**What to work on:** From the records below, pull out every line that contains the word "jacket" and copy each one in full.

**Exercise inputs:**
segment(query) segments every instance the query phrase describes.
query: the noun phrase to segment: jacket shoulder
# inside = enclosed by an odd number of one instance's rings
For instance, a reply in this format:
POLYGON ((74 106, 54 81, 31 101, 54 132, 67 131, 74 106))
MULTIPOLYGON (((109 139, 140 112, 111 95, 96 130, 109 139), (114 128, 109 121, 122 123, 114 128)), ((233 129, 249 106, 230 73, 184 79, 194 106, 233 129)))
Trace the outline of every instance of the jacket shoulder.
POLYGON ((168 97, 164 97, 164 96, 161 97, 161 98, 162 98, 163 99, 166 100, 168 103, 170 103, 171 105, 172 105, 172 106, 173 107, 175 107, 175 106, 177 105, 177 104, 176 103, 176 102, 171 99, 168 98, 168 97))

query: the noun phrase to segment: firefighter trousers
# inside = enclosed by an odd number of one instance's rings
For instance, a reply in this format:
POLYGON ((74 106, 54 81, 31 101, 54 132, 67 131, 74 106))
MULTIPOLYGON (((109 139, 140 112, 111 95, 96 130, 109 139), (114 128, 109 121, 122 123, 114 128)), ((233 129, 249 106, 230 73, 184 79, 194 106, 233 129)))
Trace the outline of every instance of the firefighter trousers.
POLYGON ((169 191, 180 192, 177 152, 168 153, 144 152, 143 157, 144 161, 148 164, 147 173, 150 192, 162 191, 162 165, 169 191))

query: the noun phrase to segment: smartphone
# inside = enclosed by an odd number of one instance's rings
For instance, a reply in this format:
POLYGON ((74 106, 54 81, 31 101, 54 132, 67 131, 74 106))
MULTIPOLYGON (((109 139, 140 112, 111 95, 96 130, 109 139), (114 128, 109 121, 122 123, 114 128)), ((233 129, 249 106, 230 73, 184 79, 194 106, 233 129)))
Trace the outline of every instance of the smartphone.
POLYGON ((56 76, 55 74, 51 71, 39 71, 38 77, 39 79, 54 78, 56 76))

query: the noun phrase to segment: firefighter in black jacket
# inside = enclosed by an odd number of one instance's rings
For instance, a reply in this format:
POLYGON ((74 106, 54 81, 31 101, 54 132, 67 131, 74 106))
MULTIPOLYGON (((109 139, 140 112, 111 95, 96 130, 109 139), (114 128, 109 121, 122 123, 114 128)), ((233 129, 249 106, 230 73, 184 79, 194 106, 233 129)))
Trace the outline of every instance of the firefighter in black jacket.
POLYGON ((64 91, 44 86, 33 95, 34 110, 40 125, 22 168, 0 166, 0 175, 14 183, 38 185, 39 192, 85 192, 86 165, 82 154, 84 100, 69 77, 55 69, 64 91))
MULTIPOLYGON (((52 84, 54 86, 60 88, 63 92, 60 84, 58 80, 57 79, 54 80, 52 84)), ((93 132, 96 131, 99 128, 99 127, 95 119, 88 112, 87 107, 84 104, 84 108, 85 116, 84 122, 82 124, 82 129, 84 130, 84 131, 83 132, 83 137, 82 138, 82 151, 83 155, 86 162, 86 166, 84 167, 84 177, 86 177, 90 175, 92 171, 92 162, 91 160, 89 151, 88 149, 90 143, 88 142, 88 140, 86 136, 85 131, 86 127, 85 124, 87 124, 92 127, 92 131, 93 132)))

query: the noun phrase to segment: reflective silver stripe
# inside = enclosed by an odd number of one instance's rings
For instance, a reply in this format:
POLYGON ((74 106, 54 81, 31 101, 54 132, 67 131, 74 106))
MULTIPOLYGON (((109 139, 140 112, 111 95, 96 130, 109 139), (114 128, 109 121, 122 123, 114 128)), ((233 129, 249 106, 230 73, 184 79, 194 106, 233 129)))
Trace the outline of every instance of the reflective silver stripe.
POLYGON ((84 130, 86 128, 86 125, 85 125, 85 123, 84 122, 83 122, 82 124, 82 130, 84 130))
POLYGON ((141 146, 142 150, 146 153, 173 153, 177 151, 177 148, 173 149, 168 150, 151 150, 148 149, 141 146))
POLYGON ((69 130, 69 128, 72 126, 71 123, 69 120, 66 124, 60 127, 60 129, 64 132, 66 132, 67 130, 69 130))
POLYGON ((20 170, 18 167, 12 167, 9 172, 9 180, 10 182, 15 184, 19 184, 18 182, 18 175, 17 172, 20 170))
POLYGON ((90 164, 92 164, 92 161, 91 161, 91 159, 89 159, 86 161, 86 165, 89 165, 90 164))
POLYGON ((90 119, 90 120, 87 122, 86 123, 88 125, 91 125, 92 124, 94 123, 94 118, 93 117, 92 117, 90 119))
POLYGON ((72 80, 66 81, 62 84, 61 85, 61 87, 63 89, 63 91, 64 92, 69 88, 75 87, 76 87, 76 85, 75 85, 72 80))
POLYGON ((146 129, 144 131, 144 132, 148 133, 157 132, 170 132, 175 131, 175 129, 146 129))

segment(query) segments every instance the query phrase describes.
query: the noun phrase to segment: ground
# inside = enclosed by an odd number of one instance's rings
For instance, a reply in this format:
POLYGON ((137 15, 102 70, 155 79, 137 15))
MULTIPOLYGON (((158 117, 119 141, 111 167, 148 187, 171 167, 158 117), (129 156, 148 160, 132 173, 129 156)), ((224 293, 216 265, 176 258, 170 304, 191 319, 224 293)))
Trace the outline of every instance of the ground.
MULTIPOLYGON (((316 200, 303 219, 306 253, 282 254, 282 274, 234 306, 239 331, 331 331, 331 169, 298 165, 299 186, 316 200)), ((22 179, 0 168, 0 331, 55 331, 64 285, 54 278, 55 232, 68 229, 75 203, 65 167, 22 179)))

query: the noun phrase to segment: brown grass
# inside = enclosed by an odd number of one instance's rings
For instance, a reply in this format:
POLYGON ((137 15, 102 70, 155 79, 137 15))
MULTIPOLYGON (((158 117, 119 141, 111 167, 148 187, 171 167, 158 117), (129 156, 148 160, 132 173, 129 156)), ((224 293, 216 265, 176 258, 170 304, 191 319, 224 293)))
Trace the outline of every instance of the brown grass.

**Answer to this task:**
query: the noun phrase to segment: jacket shoulder
Trace the outline of every instance of the jacket shoulder.
query: the noun phrase to segment: firefighter in black jacket
Trace the outline of every instance of the firefighter in black jacket.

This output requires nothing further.